AIM OF THE EXERCISE. Starting at the top of the records, output every line through the one that contains "column 195, row 63", keeping each exactly as it appears.

**** MATERIAL SHOWN

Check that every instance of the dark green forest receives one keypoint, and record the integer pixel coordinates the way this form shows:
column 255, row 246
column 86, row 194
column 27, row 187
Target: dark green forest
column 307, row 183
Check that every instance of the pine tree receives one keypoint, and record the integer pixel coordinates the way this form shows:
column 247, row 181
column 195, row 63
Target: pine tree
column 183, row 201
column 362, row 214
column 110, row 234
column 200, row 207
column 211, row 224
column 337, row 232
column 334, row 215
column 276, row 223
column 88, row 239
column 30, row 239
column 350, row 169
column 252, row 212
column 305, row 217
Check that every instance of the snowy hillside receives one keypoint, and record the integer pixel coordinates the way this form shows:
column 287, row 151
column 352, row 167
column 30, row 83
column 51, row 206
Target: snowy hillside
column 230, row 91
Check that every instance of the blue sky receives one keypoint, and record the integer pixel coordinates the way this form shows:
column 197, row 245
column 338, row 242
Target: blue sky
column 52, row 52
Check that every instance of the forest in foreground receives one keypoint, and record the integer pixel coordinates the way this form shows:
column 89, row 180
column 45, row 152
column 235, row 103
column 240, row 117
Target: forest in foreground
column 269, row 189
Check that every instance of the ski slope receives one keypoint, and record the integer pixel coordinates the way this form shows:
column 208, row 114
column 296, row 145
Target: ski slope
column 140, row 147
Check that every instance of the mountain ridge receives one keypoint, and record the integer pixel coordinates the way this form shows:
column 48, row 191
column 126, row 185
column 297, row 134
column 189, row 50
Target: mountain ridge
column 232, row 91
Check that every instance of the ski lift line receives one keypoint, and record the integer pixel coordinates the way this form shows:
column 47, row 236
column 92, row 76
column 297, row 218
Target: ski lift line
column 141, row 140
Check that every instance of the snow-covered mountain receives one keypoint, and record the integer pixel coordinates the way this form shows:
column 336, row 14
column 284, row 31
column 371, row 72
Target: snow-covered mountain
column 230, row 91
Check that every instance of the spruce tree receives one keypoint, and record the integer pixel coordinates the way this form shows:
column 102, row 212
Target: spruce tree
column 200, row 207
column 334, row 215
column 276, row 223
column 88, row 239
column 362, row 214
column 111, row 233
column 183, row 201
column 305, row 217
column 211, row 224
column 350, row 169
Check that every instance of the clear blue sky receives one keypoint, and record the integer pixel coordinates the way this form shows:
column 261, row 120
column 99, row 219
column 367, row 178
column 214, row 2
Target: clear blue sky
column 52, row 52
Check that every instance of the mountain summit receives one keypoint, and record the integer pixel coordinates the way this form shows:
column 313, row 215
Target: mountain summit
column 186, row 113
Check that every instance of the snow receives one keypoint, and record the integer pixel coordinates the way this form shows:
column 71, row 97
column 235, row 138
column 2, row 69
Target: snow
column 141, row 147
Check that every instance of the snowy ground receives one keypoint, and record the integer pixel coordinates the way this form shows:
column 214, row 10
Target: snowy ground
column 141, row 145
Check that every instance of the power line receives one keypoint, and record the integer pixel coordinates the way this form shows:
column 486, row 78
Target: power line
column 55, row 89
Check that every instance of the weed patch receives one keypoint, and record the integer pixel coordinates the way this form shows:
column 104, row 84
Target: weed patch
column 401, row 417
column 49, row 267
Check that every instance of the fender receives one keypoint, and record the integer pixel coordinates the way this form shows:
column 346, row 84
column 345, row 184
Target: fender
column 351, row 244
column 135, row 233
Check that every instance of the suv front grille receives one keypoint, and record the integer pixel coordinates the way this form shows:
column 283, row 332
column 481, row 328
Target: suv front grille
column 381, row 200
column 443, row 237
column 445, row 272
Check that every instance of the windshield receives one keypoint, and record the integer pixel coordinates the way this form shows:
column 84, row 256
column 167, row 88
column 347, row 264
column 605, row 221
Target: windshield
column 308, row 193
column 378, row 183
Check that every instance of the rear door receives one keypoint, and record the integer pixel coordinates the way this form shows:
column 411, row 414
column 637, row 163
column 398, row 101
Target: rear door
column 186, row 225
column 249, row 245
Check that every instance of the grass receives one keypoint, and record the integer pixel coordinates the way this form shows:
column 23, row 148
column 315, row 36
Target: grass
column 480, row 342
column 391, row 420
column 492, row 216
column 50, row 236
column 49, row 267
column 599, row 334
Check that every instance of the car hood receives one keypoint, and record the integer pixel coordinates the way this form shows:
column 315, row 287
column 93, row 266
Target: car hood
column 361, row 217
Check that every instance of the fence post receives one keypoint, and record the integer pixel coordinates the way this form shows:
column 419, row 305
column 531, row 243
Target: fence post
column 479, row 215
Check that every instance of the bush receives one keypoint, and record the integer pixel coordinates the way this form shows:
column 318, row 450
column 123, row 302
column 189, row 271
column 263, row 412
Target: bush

********

TASK SOLUTION.
Check that every instance of the dark green forest receives one keypoint, and record the integer pixel coordinates the way this form shows:
column 255, row 246
column 86, row 194
column 27, row 187
Target: dark green forest
column 307, row 183
Check that every instance of the pine tree receives one keypoint, and record the integer pixel coordinates the way this form shows:
column 247, row 181
column 195, row 63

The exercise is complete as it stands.